Technical terms in insurance often say one thing, but mean something different
Nothing is as good as it sounds, and nothing is as bad as it sounds either, say the wise ones. In many instances, this holds good for insurance as well, with this financial product being particularly opaque and misunderstood.
The product is basically a legal contract promising an intangible benefit at a future date should a specified event take place. So, the layer upon layer of puzzlement induced by it is only to be expected.
It is often said in the context of insurance, that the big print giveth and the small print taketh away. Let us look at some of the big and small print that is somewhat misleading and confounding. Here is a term that sounds bad in insurance, but isn’t.
While risk is bad, in insurance the word refers to something that is covered. So that is good, right?
A life policy covers the risk of dying too soon, a pension policy covers the risk of living too long. Fire policies cover fire and allied perils, while hospitalisation policies cover the costs of hospitalisation. Since insurance presents the solution to managing risk, it has a positive connotation.
‘All-risk’ policy
Here is a related term that sounds good, but doesn’t add up in practice.

Saved entries
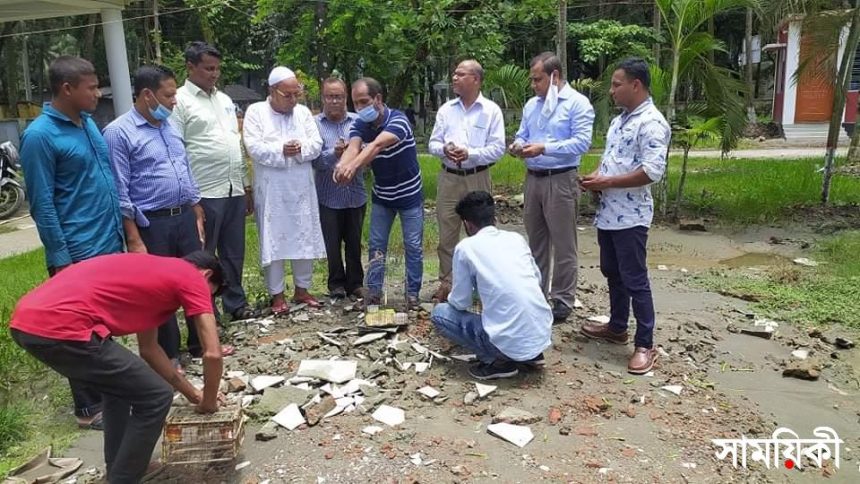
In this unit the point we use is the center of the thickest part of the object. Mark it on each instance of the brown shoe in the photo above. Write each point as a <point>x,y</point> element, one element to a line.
<point>602,331</point>
<point>642,361</point>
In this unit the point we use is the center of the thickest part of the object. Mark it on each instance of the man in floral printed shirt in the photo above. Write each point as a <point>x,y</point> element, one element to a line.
<point>635,157</point>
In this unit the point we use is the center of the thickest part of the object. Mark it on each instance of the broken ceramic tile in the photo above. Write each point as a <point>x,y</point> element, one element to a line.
<point>484,390</point>
<point>429,392</point>
<point>518,435</point>
<point>675,389</point>
<point>390,416</point>
<point>290,417</point>
<point>258,383</point>
<point>372,430</point>
<point>369,337</point>
<point>335,371</point>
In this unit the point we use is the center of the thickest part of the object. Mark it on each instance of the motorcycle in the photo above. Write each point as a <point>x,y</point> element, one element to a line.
<point>11,190</point>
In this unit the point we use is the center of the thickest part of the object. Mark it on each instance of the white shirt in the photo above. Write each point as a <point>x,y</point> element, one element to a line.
<point>638,139</point>
<point>481,129</point>
<point>208,125</point>
<point>516,315</point>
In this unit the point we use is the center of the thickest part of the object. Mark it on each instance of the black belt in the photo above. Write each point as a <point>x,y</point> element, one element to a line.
<point>468,171</point>
<point>554,171</point>
<point>166,212</point>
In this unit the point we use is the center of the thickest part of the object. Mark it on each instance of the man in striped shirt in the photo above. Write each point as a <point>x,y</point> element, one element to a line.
<point>341,207</point>
<point>158,197</point>
<point>389,147</point>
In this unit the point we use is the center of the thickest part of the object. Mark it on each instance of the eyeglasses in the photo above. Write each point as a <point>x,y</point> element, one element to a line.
<point>292,95</point>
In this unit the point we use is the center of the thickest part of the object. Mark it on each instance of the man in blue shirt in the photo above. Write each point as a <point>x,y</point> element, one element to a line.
<point>554,133</point>
<point>342,207</point>
<point>515,324</point>
<point>73,199</point>
<point>158,196</point>
<point>389,147</point>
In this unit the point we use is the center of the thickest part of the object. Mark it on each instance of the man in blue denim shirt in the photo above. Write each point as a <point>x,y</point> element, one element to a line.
<point>73,199</point>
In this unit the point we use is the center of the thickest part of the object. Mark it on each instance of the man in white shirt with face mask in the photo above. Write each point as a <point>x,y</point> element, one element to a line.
<point>554,133</point>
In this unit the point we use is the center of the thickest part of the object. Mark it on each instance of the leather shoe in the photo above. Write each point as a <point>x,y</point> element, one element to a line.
<point>602,331</point>
<point>642,361</point>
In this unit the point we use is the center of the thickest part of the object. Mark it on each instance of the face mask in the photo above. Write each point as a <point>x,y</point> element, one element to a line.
<point>368,114</point>
<point>160,113</point>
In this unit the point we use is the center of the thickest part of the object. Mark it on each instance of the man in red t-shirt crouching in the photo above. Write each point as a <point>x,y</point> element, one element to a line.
<point>69,321</point>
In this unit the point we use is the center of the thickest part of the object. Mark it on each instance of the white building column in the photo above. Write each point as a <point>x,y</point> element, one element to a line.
<point>117,58</point>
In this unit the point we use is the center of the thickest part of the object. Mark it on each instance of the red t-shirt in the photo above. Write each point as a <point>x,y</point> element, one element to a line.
<point>115,294</point>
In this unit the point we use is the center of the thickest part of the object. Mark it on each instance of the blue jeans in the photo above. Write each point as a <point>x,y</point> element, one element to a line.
<point>412,225</point>
<point>465,329</point>
<point>622,262</point>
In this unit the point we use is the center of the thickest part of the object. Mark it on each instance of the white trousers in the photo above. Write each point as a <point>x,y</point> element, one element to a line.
<point>303,271</point>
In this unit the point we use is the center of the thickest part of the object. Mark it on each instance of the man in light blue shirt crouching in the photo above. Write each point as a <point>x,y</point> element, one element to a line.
<point>515,325</point>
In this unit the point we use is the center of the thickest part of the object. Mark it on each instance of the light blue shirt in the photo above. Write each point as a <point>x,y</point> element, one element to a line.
<point>566,134</point>
<point>499,265</point>
<point>638,139</point>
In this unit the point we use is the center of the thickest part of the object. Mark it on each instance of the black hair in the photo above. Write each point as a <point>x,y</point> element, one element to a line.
<point>636,68</point>
<point>206,260</point>
<point>150,77</point>
<point>477,207</point>
<point>373,86</point>
<point>68,69</point>
<point>197,49</point>
<point>550,63</point>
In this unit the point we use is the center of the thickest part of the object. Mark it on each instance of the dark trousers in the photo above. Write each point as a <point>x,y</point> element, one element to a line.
<point>343,226</point>
<point>622,262</point>
<point>173,237</point>
<point>225,237</point>
<point>87,401</point>
<point>136,399</point>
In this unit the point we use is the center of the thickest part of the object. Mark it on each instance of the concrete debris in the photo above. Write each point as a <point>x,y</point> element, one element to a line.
<point>484,390</point>
<point>429,392</point>
<point>390,416</point>
<point>372,430</point>
<point>259,383</point>
<point>369,337</point>
<point>518,435</point>
<point>516,416</point>
<point>599,319</point>
<point>267,432</point>
<point>290,417</point>
<point>674,389</point>
<point>806,262</point>
<point>804,370</point>
<point>335,371</point>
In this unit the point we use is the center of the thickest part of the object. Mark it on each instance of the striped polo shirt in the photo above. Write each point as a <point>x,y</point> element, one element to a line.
<point>396,174</point>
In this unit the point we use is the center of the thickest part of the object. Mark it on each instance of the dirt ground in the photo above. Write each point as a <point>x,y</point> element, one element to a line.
<point>595,422</point>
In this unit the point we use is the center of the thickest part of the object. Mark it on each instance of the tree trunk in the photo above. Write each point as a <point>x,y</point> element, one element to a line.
<point>843,78</point>
<point>681,182</point>
<point>748,67</point>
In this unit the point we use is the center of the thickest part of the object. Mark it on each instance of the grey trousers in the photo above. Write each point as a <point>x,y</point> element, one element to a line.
<point>450,189</point>
<point>136,399</point>
<point>551,210</point>
<point>225,237</point>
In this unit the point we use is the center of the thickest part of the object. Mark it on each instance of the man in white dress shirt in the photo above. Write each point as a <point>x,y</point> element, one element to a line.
<point>515,325</point>
<point>469,137</point>
<point>282,138</point>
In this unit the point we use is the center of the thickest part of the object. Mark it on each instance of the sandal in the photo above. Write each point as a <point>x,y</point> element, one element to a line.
<point>97,423</point>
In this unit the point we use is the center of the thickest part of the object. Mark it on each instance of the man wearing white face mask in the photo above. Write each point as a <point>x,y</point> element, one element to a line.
<point>554,133</point>
<point>283,140</point>
<point>158,196</point>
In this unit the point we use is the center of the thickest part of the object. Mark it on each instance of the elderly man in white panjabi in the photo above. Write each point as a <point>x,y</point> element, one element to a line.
<point>282,139</point>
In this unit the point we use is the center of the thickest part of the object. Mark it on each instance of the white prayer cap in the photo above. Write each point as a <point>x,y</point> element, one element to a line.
<point>279,74</point>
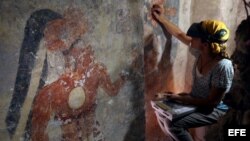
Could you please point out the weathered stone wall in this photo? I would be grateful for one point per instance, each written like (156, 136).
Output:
(122, 36)
(111, 29)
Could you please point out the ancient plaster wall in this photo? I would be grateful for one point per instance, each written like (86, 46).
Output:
(114, 31)
(103, 42)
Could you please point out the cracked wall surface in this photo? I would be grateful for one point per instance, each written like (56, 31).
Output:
(93, 66)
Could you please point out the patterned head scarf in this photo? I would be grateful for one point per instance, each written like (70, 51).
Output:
(213, 31)
(216, 33)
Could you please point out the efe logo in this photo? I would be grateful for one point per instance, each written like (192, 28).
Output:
(236, 132)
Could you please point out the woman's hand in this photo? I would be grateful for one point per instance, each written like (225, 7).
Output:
(158, 13)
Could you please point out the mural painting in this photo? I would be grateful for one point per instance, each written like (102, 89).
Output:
(64, 107)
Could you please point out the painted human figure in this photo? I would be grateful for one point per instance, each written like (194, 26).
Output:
(70, 100)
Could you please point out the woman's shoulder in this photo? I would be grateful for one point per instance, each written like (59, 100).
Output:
(225, 62)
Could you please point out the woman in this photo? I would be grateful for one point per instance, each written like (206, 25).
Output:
(212, 73)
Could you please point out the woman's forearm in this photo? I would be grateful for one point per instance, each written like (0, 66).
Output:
(175, 31)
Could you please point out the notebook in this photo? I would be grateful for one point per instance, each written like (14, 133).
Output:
(177, 110)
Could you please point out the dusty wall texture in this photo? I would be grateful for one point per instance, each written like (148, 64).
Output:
(88, 69)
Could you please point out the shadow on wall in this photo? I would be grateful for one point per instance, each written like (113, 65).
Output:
(67, 101)
(32, 36)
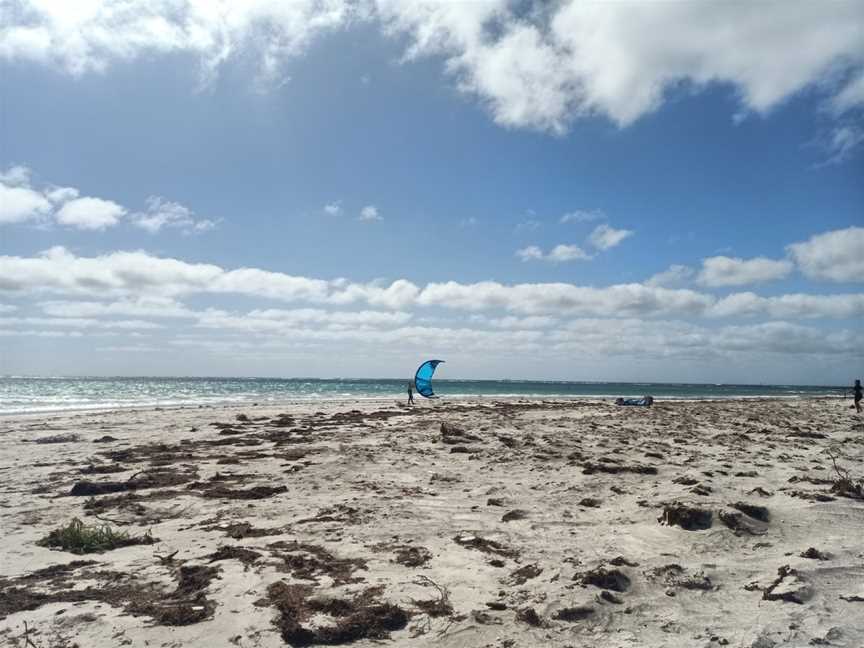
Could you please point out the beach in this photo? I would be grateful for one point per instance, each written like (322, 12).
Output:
(486, 522)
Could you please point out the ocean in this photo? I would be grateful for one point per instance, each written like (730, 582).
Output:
(20, 395)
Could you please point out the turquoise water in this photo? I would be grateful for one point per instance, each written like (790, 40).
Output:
(24, 395)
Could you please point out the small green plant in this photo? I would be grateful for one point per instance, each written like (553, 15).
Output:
(79, 538)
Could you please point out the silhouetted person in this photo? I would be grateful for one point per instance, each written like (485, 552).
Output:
(857, 395)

▶ _WORK TO BE COMPLETED_: Translate this sentence from the passage on insurance terms into Spanish: "While risk is bad, in insurance the word refers to something that is covered."

▶ _EXERCISE SOLUTION_: Aunque el riesgo es malo, en los seguros la palabra se refiere a algo que está cubierto.